TASK GOAL:
Please continue the passage on Rep. Raskin's remarks about immigration from where it stops.

EXTRACT PROVIDED:
----

Rep. Raskin held different views on the status of immigration.
After Raksin’s opening statement, which heralded the economy and job numbers under Biden and argued that expediting paths to citizenship for illegal immigrants living in the U.S. would benefit the economy, he claimed that the GOP is not interested in bipartisan immigration reform.
“The political problem is that when it comes to working out common sense immigration policy solutions, Republicans driven by the extreme MAGA wing of their party have been systematically thwarting and derailing comprehensive efforts to improve our immigration system and strengthen border enforcement,” Raskin said.
Raskin accused Republicans of spreading “fear about a foreign invasion, dangerous paranoia, about the racist and anti-semitic Great Replacement mythology and disinformation about fentanyl, the vast amount which is brought into our country by American smugglers working for the international drug cartels and traveling through lawful points of entry.”

----

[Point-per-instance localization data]
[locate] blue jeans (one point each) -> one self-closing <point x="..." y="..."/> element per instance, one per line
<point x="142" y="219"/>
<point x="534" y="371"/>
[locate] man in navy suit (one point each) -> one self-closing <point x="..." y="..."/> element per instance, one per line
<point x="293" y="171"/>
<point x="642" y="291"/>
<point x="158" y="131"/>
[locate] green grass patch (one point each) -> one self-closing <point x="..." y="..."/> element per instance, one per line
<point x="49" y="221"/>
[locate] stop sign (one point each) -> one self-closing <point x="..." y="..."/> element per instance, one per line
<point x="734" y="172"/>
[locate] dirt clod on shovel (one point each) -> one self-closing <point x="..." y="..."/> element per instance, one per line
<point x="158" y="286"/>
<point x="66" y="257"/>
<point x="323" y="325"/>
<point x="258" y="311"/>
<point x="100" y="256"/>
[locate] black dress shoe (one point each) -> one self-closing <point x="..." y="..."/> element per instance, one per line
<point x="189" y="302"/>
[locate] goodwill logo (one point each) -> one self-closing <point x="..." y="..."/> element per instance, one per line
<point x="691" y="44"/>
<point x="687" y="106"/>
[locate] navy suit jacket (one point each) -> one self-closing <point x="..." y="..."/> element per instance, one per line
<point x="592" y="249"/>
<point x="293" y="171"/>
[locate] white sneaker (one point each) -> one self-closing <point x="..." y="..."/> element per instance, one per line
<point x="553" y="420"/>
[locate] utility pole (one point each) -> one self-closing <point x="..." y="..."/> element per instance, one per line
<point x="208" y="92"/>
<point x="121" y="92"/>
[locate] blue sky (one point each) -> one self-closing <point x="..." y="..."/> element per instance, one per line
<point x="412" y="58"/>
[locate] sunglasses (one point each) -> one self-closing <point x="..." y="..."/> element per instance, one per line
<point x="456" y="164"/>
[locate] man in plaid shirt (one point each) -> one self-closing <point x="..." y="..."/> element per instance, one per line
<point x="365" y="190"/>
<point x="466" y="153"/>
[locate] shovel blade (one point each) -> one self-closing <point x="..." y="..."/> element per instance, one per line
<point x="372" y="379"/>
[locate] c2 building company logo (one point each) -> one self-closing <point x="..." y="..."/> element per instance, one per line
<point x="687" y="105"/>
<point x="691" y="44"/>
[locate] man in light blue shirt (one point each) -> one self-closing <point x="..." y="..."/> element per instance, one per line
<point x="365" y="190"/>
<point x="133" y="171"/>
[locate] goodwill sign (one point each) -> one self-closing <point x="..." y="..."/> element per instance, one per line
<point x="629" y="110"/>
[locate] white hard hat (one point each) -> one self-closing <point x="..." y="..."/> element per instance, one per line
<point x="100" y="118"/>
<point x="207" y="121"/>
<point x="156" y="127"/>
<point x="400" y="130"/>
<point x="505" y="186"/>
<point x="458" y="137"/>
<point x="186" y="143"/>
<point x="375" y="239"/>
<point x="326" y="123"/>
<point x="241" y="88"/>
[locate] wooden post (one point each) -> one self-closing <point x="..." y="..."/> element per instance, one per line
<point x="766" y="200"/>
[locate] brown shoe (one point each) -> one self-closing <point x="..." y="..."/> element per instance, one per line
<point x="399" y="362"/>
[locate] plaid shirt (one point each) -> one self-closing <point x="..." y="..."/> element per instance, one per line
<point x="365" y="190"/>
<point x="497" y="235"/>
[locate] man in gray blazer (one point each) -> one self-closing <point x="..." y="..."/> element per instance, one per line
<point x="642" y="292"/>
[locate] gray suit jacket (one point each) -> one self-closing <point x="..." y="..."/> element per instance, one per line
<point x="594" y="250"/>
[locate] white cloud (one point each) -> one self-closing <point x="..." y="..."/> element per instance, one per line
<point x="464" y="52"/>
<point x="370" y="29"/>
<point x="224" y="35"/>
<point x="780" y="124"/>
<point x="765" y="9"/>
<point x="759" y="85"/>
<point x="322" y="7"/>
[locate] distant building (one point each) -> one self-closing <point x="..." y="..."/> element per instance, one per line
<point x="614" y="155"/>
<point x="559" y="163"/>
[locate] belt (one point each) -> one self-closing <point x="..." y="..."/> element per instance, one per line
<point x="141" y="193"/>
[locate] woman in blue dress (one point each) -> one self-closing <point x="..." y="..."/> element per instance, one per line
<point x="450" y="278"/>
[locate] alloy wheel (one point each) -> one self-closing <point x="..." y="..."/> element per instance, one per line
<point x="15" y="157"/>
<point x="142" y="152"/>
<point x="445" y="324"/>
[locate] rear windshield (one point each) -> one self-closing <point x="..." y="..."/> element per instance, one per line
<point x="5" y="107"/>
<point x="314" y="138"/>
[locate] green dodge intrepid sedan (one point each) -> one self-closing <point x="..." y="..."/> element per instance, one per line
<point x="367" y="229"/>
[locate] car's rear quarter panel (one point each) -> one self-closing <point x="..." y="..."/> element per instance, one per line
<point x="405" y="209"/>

----

RESPONSE TO THE TASK:
Border Patrol Agent Testimony
In their opening statements and responses to questions, CPB chiefs Chavez and Chief Modlin emphasized that their jobs, and those whom they oversee, are focused on interdiction of those attempting illegal entry into the United States.
The agents said that their involvement with the migrants takes place within a period of 24 to 72 hours after apprehension and involves a significant humanitarian component, including making sure the migrants receive food, access to a shower, and any needed medical attention or clothing.
Indeed, with the rapid and dramatic rise of illegal immigration, the CPB estimates that 60 percent of the work of its agents has become humanitarian.
Following completing its duties, CPB Border Patrol turns the migrants over to the CPB Office of Field Operations (OFO).
In addressing and questioning Chief Patrol Agent John Modlin, Rep. Nick Langworthy (R-N.Y.) noted that in the first three months of the fiscal year 2023, an estimated 7,000 aliens a day were trying to pass illegally into the country.
“Chief Modlin, how has the unprecedented flow of illegal immigration impacted U.S. Border Patrol’s ability to maintain operational control of the southern border?” asked Langworthy.
Modlin responded, “When the flow of migrants across the border increases the way it does, there is a compounding amount of things that happen—one, certainly, in my sector, in the Tucson sector, because of the very extreme terrain we deal with, agents are called upon to make rescue.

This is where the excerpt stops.